DATASET RECORDS —
§ §

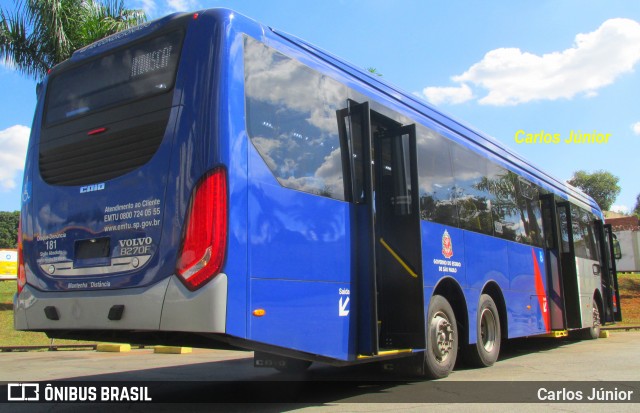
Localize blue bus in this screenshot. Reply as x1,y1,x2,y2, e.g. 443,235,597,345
15,9,621,379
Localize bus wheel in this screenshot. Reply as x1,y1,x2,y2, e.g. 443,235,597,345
424,295,458,379
581,298,601,340
274,357,312,373
463,294,501,367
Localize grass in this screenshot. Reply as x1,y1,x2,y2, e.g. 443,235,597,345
0,281,94,347
0,280,14,308
617,272,640,326
0,273,639,347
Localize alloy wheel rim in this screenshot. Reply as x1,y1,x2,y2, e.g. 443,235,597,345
480,308,496,352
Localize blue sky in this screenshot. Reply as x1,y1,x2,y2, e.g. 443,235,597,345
0,0,639,213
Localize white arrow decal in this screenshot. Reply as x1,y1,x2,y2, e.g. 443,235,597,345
339,296,350,317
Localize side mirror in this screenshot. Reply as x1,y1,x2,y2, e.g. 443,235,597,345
613,237,622,260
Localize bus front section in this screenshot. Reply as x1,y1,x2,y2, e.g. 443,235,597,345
15,10,238,346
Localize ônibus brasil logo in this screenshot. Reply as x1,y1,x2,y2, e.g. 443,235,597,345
441,230,453,259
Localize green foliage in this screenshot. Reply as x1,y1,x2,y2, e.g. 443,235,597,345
0,0,146,80
634,194,640,217
567,170,620,211
367,67,383,77
0,211,19,249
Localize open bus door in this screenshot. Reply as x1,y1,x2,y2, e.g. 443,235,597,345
606,225,623,322
553,201,583,329
540,194,567,330
540,195,586,330
337,100,425,356
595,222,622,323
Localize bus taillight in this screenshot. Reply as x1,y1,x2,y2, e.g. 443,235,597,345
17,219,26,294
176,167,228,291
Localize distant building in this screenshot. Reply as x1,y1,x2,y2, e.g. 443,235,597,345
605,215,640,272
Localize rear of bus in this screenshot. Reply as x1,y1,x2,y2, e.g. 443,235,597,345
14,10,242,343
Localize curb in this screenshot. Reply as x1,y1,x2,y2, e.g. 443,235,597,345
154,346,192,354
96,343,131,353
601,325,640,331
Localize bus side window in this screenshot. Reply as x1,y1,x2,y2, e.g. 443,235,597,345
515,178,544,248
451,143,493,235
244,36,349,201
416,127,458,227
487,167,519,242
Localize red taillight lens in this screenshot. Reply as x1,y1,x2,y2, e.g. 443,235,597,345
87,127,107,136
17,219,26,294
176,167,228,291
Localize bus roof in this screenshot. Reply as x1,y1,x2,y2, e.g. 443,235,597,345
62,7,601,215
261,20,601,215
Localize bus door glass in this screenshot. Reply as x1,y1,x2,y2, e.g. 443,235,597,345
373,118,424,350
573,208,602,329
603,223,622,321
540,194,567,330
560,203,602,329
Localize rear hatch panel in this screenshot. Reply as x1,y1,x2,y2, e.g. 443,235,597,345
23,14,192,292
28,107,181,291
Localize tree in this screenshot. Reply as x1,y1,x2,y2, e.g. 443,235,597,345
0,0,146,81
634,194,640,217
0,211,19,248
567,170,620,211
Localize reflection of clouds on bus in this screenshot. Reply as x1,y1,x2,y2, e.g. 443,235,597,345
251,137,280,171
315,148,344,186
277,148,344,198
416,126,456,225
244,41,347,133
244,36,348,200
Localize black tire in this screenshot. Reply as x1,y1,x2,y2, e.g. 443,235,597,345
424,295,458,379
463,294,501,367
273,357,312,373
581,297,601,340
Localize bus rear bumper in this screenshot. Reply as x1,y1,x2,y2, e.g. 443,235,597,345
159,273,227,332
13,274,227,334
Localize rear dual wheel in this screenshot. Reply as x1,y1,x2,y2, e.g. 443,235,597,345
463,294,501,367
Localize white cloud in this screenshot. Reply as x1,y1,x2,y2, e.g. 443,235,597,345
611,205,629,214
136,0,201,17
422,18,640,106
0,125,29,191
422,84,473,105
166,0,198,13
136,0,157,15
633,122,640,135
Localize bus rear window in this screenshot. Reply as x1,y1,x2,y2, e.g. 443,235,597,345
45,30,184,125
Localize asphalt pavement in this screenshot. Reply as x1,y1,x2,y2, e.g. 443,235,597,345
0,331,638,411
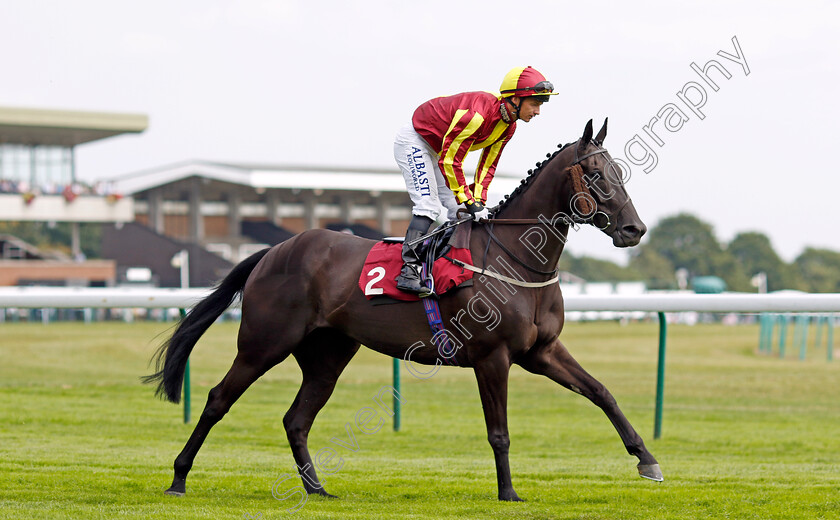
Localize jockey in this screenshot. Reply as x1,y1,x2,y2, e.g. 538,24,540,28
394,66,557,296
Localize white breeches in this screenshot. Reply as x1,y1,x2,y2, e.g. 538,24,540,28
393,123,460,222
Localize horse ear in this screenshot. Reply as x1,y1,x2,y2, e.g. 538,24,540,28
578,119,593,154
595,117,608,144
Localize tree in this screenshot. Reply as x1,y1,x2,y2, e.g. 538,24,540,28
728,232,800,291
643,213,722,275
712,252,752,292
558,253,642,282
628,247,675,289
634,213,751,291
793,248,840,293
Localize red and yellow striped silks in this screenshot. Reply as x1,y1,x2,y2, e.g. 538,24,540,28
412,91,516,204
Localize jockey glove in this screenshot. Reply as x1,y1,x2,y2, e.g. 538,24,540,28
466,200,490,222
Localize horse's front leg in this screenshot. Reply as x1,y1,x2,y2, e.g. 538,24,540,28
472,352,523,501
518,338,663,482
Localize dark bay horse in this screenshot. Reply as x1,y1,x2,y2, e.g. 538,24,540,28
145,118,662,502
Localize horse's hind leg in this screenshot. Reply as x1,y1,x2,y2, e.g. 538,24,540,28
283,330,360,498
165,351,278,496
518,338,663,482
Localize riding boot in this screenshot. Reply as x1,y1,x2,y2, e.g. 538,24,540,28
396,215,434,297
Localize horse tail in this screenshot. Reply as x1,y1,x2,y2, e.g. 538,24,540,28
142,247,271,403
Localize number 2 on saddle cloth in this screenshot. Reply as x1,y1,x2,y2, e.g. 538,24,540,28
358,223,472,366
358,223,474,302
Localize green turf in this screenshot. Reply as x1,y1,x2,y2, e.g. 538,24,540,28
0,320,838,519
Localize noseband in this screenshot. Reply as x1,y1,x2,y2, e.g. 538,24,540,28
567,146,613,229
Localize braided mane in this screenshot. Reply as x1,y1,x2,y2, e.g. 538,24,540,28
493,141,575,216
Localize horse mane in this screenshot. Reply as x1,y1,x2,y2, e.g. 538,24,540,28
493,141,576,217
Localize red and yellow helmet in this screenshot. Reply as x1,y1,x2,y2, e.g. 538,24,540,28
499,66,558,100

§ §

INSTRUCTIONS TO FOLLOW — Once the pictures are set aside, copy the remaining text of every entry exactly.

RESULT OF THE TASK —
Localize blue bus in this screenshot. Reply as x1,y1,x2,y2, e.g. 443,235,597,345
15,9,621,379
Localize bus wheel in this screenshot. Reply as x1,y1,x2,y2, e.g. 443,235,597,345
424,295,458,379
581,298,601,340
274,357,312,373
463,294,501,367
Localize grass in this screenshot. Reply as x1,y1,x2,y2, e.g. 443,235,597,345
0,281,94,347
0,280,14,308
617,272,640,326
0,273,639,347
Localize alloy wheel rim in this screenshot. Reply as x1,y1,x2,y2, e.g. 443,235,597,345
480,308,496,352
Localize blue sky in this screenshot. Reply as x1,y1,x2,y2, e.g. 443,235,597,345
0,0,639,213
Localize white arrow decal in this screenshot. Reply as x1,y1,x2,y2, e.g. 443,235,597,345
339,296,350,317
Localize side mirror in this screenshot. Reply as x1,y1,x2,y2, e.g. 443,235,597,345
613,237,622,260
Localize bus front section in this screenshot. Reply as x1,y1,x2,y2, e.g. 443,235,597,345
15,10,238,346
Localize ônibus brasil logo in this screenshot. Reply as x1,y1,x2,y2, e.g. 443,235,597,345
441,230,453,259
Localize green foliage in this screenshot. Reply as x1,y1,x2,y2, e.g. 443,235,597,345
0,0,146,80
634,194,640,217
567,170,620,211
367,67,383,77
0,211,19,249
Localize open bus door in this screenshot. Reply as x1,y1,x2,y2, e.g. 443,235,597,345
606,225,623,322
553,201,583,329
540,194,567,330
540,195,586,330
337,100,425,356
595,222,622,323
Localize bus taillight in this screenshot. Reply as x1,y1,x2,y2, e.g. 443,235,597,345
17,219,26,294
176,167,228,291
Localize distant building in this screenshot. Reply as x1,y1,x2,y2, e.g. 443,235,597,345
605,215,640,272
Localize rear of bus in this screenshot. Reply as x1,y1,x2,y2, e.g. 443,235,597,345
14,10,242,343
Localize curb in this screenshot. Reply as x1,y1,x2,y2, e.g. 443,235,597,345
154,346,192,354
96,343,131,353
601,325,640,331
Localize bus side window in this screenshot. Reply as x1,y1,x2,y2, e.g. 443,235,597,345
515,178,544,248
451,143,493,235
244,36,349,201
416,127,458,227
487,167,519,242
Localize red taillight lens in this screenshot. Reply as x1,y1,x2,y2, e.g. 443,235,597,345
87,127,107,136
17,219,26,294
176,167,228,291
Localize bus roof in this screenshot. Reply as x1,y1,x2,y2, e.g. 443,235,597,345
62,7,601,215
261,20,601,215
Localize bus door glass in this screenshot. Reply as x1,y1,x2,y2, e.g. 443,235,597,345
373,118,424,350
573,208,602,329
603,223,622,321
540,194,567,330
560,203,602,329
Localize rear hatch panel in this screenshot. Reply as x1,y1,x2,y2, e.g. 443,235,597,345
23,14,192,292
28,107,181,291
Localize tree in this screenshot. Reply as x1,y1,x2,y2, e.g. 443,235,597,345
0,0,146,81
634,194,640,217
0,211,19,248
567,170,620,211
Localize reflection of clouds on bus in this screenshot. Reply as x1,y1,x2,y2, e.g. 443,235,597,345
251,137,280,171
315,148,344,186
277,148,344,198
416,126,456,225
244,41,347,133
244,36,348,200
Localize black tire in this screenshot. Reply as x1,y1,x2,y2, e.g. 443,235,597,345
424,295,458,379
463,294,501,367
273,357,312,373
581,297,601,340
Localize bus rear bumper in this screenshot. Reply as x1,y1,x2,y2, e.g. 443,235,597,345
159,273,227,332
13,274,227,334
Localize rear dual wheel in this screenshot. Reply as x1,y1,x2,y2, e.g. 443,235,597,345
463,294,501,367
Localize white cloud in this screenshot. Reply as x1,y1,x2,y2, e.g. 443,235,597,345
611,205,629,214
136,0,201,17
422,18,640,106
0,125,29,191
422,84,473,105
166,0,198,13
136,0,157,15
633,122,640,135
Localize bus rear window in this screenshot. Reply as x1,y1,x2,y2, e.g. 443,235,597,345
45,30,184,125
Localize asphalt pavement in this screenshot. Reply as x1,y1,x2,y2, e.g. 443,235,597,345
0,331,638,411
Localize jockey in this screenshot. Reply as x1,y1,x2,y2, e.g. 538,24,540,28
394,66,557,296
Localize white breeches in this screenshot. Reply as x1,y1,x2,y2, e.g. 538,24,540,28
393,123,460,222
Localize horse ear in this screenshot. Reply as x1,y1,x2,y2, e.g. 538,24,540,28
578,119,593,154
595,117,608,144
Localize tree in this screenshot. Reply as x1,y1,x2,y2, e.g. 538,24,540,28
728,232,800,291
643,213,722,275
712,252,752,292
558,253,642,282
628,247,675,289
634,213,751,291
793,248,840,293
Localize red and yellow striped silks in this screenshot. Reply as x1,y1,x2,y2, e.g. 538,24,540,28
412,91,516,204
Localize jockey glove in this screenshot. Reply as x1,y1,x2,y2, e.g. 538,24,540,28
466,200,490,222
Localize horse's front leg in this screenshot. Reply as x1,y1,x2,y2, e.g. 538,24,540,28
472,352,523,501
518,338,663,482
Localize dark bay horse in this screenshot. Reply as x1,y1,x2,y2, e.g. 538,24,540,28
145,118,662,502
Localize horse's hind leg in this screenshot. Reply as x1,y1,x2,y2, e.g. 538,24,540,28
283,330,360,498
165,351,278,496
518,338,663,482
Localize riding boot in this screenshot. Reply as x1,y1,x2,y2, e.g. 538,24,540,28
396,215,434,297
Localize horse tail in this screenshot. Reply as x1,y1,x2,y2, e.g. 538,24,540,28
142,247,271,403
Localize number 2 on saddle cloth in this screenshot. Reply as x1,y1,x2,y2, e.g. 538,24,540,28
358,223,472,366
358,223,474,302
Localize green turf in this screenshot. Reply as x1,y1,x2,y2, e.g. 538,24,540,28
0,320,838,519
Localize noseband in this screenshot. Reply as x1,y1,x2,y2, e.g. 538,24,540,28
567,146,613,229
Localize braided mane in this screenshot. Reply as x1,y1,x2,y2, e.g. 538,24,540,28
493,141,575,216
Localize horse mane in this screenshot. Reply as x1,y1,x2,y2, e.g. 538,24,540,28
493,141,576,217
Localize red and yellow helmet in this screenshot. Reply as x1,y1,x2,y2, e.g. 538,24,540,28
499,66,558,100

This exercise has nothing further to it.